**Exercise brief**
Count the lines in the entries below that contain the string "marking", where case counts. Reply with only the number.

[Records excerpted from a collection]
[Begin]

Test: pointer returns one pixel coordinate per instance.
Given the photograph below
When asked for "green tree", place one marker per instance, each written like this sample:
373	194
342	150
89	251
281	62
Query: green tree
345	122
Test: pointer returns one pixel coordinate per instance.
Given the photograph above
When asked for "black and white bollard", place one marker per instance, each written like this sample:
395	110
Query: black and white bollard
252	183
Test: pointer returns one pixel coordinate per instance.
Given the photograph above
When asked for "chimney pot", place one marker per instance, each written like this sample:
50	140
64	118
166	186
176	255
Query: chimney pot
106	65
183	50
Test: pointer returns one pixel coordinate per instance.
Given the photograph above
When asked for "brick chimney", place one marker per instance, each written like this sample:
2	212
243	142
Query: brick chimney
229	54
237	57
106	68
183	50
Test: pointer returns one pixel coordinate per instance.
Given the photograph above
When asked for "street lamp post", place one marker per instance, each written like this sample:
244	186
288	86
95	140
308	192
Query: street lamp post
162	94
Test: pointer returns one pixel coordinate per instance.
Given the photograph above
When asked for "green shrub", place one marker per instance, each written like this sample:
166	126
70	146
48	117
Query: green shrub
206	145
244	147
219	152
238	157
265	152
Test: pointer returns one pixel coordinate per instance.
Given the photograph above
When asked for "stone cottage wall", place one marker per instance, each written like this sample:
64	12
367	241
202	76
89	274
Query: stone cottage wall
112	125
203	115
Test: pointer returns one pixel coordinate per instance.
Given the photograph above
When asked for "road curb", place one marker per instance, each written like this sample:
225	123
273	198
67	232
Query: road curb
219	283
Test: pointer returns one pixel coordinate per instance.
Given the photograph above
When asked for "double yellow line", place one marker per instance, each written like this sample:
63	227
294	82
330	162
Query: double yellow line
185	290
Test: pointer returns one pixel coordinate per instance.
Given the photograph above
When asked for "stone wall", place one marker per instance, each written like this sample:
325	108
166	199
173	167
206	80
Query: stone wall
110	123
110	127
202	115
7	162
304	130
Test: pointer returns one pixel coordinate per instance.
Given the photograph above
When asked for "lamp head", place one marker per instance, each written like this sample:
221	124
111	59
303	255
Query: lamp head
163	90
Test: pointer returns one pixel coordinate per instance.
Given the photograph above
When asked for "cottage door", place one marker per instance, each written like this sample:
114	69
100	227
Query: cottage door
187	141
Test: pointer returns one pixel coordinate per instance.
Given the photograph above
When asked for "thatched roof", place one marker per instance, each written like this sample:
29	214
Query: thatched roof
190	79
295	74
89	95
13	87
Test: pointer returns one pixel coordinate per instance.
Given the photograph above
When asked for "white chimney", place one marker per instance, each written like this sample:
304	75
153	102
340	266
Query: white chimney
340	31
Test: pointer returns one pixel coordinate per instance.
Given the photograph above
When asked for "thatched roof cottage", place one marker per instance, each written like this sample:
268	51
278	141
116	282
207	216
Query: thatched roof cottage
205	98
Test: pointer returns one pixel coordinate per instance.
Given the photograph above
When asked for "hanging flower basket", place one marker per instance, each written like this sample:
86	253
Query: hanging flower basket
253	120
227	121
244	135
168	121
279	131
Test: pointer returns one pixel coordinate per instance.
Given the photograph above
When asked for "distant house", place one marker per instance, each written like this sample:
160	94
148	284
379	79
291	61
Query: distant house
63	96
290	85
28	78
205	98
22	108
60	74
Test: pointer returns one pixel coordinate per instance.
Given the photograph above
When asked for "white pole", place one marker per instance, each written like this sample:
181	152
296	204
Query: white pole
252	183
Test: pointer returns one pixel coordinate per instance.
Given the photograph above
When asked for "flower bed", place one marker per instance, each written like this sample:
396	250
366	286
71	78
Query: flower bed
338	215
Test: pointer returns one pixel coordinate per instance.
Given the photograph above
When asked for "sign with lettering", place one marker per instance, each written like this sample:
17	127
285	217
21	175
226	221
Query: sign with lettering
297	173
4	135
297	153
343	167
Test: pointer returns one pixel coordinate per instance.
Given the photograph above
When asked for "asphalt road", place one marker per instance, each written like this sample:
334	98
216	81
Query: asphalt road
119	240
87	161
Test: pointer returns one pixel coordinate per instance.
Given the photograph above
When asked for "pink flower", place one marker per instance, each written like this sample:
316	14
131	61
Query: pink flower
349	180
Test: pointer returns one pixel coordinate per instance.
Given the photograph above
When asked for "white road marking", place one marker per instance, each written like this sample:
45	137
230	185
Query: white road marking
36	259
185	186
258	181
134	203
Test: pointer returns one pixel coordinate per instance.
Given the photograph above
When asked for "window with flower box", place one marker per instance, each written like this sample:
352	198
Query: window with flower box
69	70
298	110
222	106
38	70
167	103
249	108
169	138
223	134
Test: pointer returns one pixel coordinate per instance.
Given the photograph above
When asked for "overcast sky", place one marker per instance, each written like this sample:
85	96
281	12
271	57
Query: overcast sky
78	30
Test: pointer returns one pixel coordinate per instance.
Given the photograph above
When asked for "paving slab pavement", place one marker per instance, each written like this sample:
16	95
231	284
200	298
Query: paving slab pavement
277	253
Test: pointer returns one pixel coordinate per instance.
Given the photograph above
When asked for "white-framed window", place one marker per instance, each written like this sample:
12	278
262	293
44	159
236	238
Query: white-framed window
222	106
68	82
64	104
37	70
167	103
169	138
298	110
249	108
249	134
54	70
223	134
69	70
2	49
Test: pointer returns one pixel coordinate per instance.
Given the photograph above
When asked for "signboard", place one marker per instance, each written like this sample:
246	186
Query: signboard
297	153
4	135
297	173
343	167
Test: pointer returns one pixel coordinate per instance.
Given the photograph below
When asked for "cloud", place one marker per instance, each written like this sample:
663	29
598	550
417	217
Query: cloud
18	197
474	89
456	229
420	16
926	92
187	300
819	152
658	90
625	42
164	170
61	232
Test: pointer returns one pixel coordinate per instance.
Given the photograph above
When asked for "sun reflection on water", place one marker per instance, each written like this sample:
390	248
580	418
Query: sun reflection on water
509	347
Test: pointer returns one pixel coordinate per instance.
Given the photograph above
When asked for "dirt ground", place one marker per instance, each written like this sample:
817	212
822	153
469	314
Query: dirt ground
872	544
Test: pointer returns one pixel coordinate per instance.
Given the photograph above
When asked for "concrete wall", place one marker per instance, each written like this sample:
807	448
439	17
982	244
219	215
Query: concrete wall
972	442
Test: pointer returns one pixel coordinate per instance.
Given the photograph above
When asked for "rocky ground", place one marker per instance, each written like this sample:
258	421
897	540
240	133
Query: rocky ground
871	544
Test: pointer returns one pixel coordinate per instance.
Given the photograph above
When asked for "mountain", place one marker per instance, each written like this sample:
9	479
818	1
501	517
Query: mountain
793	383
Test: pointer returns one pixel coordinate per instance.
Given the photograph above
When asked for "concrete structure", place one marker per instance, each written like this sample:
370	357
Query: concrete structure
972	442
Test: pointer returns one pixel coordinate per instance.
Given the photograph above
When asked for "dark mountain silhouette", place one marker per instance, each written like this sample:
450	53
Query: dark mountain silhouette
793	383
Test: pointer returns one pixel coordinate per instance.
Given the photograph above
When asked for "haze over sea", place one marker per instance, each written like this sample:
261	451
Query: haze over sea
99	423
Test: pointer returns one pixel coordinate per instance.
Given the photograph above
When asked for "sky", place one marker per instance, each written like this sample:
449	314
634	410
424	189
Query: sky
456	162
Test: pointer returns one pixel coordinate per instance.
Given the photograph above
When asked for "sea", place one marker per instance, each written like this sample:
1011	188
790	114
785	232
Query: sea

[End]

**Task answer**
2